Saturday, July 10, 2010

Brown Shrek telling me he wovs me! part 1


remember when i told you i decided to write my posts on my phone first then i would send it via email and then i publish it from my desktop? well it seems i'm much more lazy to actually get on my desktop to publish it. so instead of publishing a post for every single day, i would publish posts maybe once a week. you'll notice how i have a date for each day i have written a "blog post". i'm thinking of dividing this post into two because of its length and i thought you guys would like to read it half by half without having to crash on your very keyboard from reading my long and boring blog post. i had quite a shit storm of a week so i got a lot to talk about.


june 30

what was it like to work with a dude who knows full well i like him now? its surprisingly not as awkward as i thought. maybe i'm just too pessimistic at times. he's just as cool as before i came out. btw just recently i started calling him "brown shrek". and how did he get that nickname again? last weekend me, crush (i shall refer to my crush on here from now on as shrek), and another bud of ours was talking about how big shrek is and i was like "ya that kid's huge eh? he's like a friendly giant." and my bud was like "ya man he's like shrek haha" and i added "ya BROWN shrek! LOL" cuz he's southeast asian brown and he's big like an ogre. yes i'm corny like that. although he is only like an inch shorter than me.

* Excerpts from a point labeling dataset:
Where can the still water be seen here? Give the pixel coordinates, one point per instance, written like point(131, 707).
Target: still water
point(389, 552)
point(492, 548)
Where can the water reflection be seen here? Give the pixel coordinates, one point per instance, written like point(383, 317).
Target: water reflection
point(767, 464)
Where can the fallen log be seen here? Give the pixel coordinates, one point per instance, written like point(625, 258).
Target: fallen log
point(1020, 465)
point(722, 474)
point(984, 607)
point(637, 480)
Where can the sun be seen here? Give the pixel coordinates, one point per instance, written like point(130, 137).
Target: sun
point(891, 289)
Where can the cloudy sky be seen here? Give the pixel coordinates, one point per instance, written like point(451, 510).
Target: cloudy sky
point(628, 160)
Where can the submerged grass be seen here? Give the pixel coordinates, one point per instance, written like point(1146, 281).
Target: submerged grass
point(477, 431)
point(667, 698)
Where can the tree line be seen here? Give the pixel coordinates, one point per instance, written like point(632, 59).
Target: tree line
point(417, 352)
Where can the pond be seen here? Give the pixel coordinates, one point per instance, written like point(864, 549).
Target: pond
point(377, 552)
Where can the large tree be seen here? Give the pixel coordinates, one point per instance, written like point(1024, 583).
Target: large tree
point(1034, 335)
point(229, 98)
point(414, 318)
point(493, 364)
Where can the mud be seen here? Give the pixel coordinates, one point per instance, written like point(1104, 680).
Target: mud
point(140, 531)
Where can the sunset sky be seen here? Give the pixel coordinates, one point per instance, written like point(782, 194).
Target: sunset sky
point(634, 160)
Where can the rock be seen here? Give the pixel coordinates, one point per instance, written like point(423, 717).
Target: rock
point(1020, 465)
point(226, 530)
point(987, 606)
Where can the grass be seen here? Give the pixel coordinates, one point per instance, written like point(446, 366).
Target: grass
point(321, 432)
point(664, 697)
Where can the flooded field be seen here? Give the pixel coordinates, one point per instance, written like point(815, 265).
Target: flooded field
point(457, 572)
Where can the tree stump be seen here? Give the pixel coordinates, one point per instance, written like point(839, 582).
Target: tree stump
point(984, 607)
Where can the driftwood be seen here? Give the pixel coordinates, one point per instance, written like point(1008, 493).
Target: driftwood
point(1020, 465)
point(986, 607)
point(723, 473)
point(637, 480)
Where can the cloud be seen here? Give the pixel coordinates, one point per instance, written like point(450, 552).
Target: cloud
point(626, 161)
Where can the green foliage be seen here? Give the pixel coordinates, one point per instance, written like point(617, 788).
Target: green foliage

* What you have to do: According to the blog post, how often does the writer now expect to publish posts?

* Result below: Maybe once a week.